• **PAGE EXCERPT**:
Find a three-digit number in a string using replaceAll() - java

I have String from which I need to extract a keyword.
Something like: "I have 100 friends and 1 evil".
I need to extract "100" from that String using only replaceAll function and appropriate regex.
I tried to do it in that way:
String input = "I have 100 friends and 1 evil";
String result = input.replaceAll("[^\\d{3}]", "")
But it doesn't work. Any help would be appreciated.

You can consider any of the solutions below:
String result = input.replaceFirst(".*?(\\d{3}).*", "$1");
String result = input.replaceFirst(".*?(?<!\\d)(\\d{3})(?!\\d).*", "$1");
String result = input.replaceFirst(".*?\\b(\\d{3})\\b.*", "$1");
String result = input.replaceFirst(".*?(?<!\\S)(\\d{3})(?!\\S).*", "$1");
See the regex demo. NOTE you may use replaceAll here, too, but it makes little sense as the replacement must occur only once in this case.
Here,
.*? - matches any zero or more chars other than line break chars, as few as possible
(\d{3}) - captures into Group 1 any three digits
.* - matches any zero or more chars other than line break chars, as many as possible.

Position annotation rows
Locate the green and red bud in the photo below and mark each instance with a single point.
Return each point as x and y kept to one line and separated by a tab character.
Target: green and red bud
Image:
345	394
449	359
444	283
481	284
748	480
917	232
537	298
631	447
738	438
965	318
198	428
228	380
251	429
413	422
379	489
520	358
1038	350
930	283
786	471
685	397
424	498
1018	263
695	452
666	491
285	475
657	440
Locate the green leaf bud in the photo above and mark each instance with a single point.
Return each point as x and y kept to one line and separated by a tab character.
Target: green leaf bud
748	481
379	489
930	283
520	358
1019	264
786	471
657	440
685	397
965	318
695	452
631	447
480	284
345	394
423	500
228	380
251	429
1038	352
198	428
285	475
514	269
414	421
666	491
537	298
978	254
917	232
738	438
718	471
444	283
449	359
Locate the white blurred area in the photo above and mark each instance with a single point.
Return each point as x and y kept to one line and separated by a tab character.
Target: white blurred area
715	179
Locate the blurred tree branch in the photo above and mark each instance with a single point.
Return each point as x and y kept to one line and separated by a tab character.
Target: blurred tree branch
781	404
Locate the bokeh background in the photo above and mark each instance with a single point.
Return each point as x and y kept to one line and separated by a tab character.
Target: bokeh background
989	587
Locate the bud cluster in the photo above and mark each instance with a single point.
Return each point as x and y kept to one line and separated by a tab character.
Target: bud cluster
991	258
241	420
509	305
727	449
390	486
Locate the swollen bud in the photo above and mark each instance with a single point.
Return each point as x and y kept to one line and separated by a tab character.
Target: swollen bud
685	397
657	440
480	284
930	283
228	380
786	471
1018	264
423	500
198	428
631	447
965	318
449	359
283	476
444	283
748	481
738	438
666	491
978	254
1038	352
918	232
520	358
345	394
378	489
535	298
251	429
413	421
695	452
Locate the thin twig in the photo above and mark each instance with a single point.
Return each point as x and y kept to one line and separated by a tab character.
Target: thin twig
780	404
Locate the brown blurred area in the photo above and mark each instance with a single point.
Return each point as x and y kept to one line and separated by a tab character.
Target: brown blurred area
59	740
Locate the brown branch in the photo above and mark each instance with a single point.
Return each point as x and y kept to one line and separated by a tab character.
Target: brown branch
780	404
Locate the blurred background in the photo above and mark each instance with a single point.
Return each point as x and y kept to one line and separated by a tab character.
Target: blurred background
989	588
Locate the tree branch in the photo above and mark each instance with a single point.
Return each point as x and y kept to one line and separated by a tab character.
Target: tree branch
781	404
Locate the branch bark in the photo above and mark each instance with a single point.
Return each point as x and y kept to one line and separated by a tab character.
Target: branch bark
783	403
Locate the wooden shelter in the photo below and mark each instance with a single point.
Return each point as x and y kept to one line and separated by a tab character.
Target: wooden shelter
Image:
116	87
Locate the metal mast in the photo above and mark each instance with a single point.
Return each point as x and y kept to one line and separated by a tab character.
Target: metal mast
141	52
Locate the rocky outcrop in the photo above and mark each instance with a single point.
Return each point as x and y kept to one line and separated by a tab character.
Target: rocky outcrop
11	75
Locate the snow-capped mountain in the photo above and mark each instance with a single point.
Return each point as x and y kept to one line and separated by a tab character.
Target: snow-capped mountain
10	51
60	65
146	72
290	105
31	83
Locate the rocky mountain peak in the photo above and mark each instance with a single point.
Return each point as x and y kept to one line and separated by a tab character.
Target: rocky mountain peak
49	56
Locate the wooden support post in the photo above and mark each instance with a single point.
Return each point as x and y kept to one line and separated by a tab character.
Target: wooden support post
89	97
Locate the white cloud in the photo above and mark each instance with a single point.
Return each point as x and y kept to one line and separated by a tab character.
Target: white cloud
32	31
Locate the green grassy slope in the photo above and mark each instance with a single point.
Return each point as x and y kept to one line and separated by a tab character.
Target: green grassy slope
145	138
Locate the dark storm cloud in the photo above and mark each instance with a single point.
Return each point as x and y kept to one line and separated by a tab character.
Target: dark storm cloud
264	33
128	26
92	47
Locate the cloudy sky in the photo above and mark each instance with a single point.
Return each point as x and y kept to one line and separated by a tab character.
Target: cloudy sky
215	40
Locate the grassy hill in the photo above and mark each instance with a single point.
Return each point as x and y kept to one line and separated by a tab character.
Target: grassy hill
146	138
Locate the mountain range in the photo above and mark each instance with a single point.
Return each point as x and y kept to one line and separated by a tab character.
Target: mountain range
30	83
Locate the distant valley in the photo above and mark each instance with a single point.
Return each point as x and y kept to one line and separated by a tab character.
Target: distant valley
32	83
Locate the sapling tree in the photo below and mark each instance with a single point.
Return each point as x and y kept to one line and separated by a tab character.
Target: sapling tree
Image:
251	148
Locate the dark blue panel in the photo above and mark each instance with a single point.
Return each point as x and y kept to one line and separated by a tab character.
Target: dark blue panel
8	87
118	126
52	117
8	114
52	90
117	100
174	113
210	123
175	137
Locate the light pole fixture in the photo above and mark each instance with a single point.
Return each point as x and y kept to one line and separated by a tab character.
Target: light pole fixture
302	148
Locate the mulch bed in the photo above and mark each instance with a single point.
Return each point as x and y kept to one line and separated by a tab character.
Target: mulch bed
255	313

• **WHAT IS BEING ASKED**:
Return the portion of the regex thread between "You can consider" and "in this case.", inclusive. These rows have no connection to the regex thread.

• **SOLUTION**:
You can consider any of the solutions below:
String result = input.replaceFirst(".*?(\\d{3}).*", "$1");
String result = input.replaceFirst(".*?(?<!\\d)(\\d{3})(?!\\d).*", "$1");
String result = input.replaceFirst(".*?\\b(\\d{3})\\b.*", "$1");
String result = input.replaceFirst(".*?(?<!\\S)(\\d{3})(?!\\S).*", "$1");
See the regex demo. NOTE you may use replaceAll here, too, but it makes little sense as the replacement must occur only once in this case.